Task prompt.
Copy the lines of the records below word for word, starting at the line that contains "Guideline: for each instance of the vanity drawer, the" and ending at the line that contains "column 459, row 210".

********

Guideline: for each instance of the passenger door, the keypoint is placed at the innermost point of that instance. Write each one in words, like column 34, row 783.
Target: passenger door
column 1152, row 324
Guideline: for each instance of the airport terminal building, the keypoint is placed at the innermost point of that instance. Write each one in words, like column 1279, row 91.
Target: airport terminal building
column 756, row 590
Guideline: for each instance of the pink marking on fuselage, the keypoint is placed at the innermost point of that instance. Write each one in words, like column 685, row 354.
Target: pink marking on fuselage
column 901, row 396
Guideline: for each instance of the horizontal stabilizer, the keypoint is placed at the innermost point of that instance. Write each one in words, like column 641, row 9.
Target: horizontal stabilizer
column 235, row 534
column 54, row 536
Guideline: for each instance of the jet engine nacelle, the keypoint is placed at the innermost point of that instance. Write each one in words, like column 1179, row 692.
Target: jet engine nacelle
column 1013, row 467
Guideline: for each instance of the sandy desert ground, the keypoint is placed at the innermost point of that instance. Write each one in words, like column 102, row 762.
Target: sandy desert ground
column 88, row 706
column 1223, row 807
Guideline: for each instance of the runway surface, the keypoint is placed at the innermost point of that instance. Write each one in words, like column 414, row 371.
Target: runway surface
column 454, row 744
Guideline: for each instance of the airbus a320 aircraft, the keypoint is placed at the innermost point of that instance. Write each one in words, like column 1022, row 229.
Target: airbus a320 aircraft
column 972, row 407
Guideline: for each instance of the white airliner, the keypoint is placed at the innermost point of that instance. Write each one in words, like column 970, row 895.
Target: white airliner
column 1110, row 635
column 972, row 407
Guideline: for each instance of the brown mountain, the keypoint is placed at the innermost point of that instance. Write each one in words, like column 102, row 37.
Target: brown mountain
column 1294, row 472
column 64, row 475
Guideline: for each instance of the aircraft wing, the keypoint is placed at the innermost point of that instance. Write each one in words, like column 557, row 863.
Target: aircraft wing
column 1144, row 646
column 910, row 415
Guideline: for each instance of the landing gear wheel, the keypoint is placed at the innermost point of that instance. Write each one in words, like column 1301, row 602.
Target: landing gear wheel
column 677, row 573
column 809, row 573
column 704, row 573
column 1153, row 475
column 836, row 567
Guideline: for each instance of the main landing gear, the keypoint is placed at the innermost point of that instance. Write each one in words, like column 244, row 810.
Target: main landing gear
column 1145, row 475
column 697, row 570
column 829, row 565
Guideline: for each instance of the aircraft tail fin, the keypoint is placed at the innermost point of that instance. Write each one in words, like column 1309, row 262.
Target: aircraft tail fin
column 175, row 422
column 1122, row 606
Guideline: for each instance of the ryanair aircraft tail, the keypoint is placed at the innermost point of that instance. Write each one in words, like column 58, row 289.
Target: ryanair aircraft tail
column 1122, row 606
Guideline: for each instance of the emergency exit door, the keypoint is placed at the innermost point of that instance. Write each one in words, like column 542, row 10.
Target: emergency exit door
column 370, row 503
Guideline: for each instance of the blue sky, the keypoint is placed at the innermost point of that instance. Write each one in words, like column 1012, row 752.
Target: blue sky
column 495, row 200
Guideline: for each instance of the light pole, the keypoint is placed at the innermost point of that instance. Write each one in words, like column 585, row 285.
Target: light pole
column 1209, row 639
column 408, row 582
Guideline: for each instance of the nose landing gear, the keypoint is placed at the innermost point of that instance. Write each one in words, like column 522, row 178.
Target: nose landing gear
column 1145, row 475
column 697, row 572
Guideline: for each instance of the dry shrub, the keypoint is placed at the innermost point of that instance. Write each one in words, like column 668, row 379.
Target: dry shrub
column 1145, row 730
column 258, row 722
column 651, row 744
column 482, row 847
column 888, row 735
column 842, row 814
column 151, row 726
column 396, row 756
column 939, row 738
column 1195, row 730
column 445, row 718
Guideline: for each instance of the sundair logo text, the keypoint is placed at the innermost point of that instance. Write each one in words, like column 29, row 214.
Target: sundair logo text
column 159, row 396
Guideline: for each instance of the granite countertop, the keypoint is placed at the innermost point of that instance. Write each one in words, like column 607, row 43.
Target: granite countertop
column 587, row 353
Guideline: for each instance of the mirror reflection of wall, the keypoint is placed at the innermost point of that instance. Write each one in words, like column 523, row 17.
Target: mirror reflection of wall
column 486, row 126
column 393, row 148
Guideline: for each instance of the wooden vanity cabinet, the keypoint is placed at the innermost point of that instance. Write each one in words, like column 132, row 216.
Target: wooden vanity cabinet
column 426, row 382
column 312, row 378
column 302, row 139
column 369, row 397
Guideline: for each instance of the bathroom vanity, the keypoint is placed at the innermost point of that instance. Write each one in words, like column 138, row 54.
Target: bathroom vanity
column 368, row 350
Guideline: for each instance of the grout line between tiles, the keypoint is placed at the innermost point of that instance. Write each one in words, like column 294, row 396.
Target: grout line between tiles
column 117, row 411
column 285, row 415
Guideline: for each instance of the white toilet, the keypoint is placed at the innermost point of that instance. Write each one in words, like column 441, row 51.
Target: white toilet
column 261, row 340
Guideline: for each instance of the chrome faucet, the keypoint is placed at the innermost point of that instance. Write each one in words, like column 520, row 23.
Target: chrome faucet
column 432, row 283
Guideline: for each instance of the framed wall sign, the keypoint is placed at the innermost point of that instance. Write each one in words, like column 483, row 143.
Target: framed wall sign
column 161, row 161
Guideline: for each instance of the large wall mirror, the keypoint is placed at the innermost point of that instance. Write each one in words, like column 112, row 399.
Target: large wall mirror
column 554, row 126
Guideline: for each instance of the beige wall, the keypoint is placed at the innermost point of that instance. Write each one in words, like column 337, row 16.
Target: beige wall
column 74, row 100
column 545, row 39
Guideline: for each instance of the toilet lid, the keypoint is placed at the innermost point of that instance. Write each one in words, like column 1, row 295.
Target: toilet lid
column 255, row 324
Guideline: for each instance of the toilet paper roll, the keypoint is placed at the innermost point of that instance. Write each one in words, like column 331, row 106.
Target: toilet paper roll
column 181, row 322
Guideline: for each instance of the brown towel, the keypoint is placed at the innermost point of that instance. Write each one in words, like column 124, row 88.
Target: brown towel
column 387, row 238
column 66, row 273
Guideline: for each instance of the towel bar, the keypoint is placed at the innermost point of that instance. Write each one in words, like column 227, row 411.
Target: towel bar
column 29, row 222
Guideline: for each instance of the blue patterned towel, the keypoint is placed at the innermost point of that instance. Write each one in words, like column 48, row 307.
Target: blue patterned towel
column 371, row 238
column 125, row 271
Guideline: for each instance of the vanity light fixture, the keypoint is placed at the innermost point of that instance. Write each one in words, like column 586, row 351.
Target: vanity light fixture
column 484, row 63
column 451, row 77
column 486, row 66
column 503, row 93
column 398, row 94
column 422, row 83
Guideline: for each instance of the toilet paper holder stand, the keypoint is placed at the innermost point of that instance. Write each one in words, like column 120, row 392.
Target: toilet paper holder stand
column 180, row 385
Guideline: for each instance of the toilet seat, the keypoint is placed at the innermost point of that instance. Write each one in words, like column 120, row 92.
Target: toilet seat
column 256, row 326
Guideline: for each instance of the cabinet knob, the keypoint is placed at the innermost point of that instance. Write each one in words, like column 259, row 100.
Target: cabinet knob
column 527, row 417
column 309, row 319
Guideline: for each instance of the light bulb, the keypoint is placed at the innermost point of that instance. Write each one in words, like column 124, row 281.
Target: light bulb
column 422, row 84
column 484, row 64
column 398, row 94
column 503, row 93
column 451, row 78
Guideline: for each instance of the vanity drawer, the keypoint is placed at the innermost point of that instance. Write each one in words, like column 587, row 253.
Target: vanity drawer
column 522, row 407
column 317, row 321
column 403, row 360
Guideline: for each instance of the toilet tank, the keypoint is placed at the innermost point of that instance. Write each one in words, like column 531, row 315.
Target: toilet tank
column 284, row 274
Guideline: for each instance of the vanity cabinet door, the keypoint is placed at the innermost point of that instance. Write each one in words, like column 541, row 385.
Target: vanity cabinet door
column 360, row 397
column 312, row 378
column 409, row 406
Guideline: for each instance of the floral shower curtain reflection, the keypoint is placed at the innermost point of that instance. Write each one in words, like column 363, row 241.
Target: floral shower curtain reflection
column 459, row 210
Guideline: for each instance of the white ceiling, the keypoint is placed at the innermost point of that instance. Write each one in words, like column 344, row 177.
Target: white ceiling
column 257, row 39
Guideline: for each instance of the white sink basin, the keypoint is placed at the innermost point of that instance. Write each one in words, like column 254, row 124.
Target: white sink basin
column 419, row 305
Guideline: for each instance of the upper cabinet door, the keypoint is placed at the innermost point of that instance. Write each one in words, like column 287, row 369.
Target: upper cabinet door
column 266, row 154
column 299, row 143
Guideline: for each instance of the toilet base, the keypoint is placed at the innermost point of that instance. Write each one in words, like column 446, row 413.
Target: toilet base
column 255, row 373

********

Response.
Guideline: for each instance of the vanity drawer, the keypoint is placed at the innermost point of that instance. Write each one in words, like column 587, row 253.
Target: vanity drawer
column 522, row 407
column 317, row 321
column 403, row 360
Guideline: for each instance of the toilet tank, the keypoint is placed at the innermost point of that instance. Write each one in words, like column 531, row 315.
Target: toilet tank
column 284, row 274
Guideline: for each instance of the vanity cabinet door, the keypoint is placed at the innermost point of that instance. Write each one in words, like column 541, row 385.
Target: vanity cabinet door
column 360, row 397
column 312, row 378
column 409, row 406
Guideline: for each instance of the floral shower curtain reflection, the keypoint is placed at the innermost point of that instance. Write each one in words, like column 363, row 241.
Target: floral shower curtain reflection
column 459, row 210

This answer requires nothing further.